ВЫБРАННЫЙ ОТРЫВОК.
Формальный метод, как известно, давно оставлен самими его творцами, и если ныне приходится вспоминать о статье Шкловского, то только в историческом плане, как об одном из неудачных опытов понимания природы и смысла произведения.
Трудно представить материал менее подходящий для иллюстрации приема остранения. Прежде всего, «Война и Мир» не единственное произведение Толстого, в котором театральное зрелище представлено таким образом. Еще в «Сказке о том, как другая девочка Варенька скоро выросла большая», написанной в 1857–1858 годах, сцена выглядит так: «Там сидели музыканты, все черные, с скрипками и с трубами, а повыше были нехорошие простые доски, как в доме в деревне пол, и на полу ходили люди в рубашках и красных колпаках и махали руками. А одна девочка без панталон, в коротенькой юбочке стояла на самом кончике носка, а другую ногу выше головы подняла кверху». Сказка эта, опубликованная впервые в 1928 году, не была известна Шкловскому в 1919 году. Но ему хорошо было известно сочинение Льва Николаевича «Что такое искусство?» с его знаменитыми описаниями репетиции оперы Рубинштейна и постановки вагнеровского «Зигфрида». Сделаны они в той же манере, только еще сильнее, чем театральный эпизод в «Войне и Мире». Шкловский мог бы и «Зигфрида» привести как образец остранения, но не привел. Остановила ли его мысль о недопустимости сопоставления текста романа с текстом небеллетристического произведения, [101] или пугал факт их сближения и подведения под одну категорию, что могло иметь роковые последствия для всего учения об остранении? — неизвестно. Во всяком случае, описание «Зигфрида», не связанное ни с каким художественным замыслом, преследующее ясную цель доказать нелепость и глупость оперного искусства, рождает законную мысль о таком же назначении всех прочих толстовских описаний театра.

Строки набора данных о расположении объектов:

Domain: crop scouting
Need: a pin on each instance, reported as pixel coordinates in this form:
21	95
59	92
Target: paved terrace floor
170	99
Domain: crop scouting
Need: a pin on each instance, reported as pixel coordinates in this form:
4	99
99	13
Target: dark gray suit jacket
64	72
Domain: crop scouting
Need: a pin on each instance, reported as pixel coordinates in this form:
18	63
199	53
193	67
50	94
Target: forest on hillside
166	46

--

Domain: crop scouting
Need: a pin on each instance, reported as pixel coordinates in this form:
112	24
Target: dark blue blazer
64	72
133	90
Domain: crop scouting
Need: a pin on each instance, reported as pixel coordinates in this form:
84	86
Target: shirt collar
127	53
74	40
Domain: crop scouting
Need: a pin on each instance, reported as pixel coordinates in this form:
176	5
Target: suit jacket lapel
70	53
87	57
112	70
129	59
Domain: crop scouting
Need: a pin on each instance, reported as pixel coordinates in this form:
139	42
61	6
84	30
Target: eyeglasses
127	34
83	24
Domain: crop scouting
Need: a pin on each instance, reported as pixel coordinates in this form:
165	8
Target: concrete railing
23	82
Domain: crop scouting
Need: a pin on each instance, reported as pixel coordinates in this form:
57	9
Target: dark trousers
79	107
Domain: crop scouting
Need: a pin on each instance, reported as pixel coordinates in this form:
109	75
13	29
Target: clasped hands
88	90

ЗАДАНИЯ.
• 1. В каком году впервые опубликовали сказку о девочке Вареньке, если верить отрывку?
• 2. Определите, согласуются ли с отрывком следующие утверждения: (a) сказка о Вареньке написана в 1857–1858 годах; (b) Шкловский привел описание «Зигфрида» как образец остранения; (c) в 1919 году Шкловский знал сказку о Вареньке.
• 3. Перечислите все произведения, названия которых даны в отрывке в кавычках.

ОТВЕТЫ К ЗАДАНИЯМ.
• 1. В 1928 году.

• 2.
(a) Да: «написанной в 1857–1858 годах».
(b) Нет: «Шкловский мог бы и «Зигфрида» привести как образец остранения, но не привел».
(c) Нет: «не была известна Шкловскому в 1919 году».

• 3.
«Война и Мир»
«Сказка о том, как другая девочка Варенька скоро выросла большая»
«Что такое искусство?»
«Зигфрид»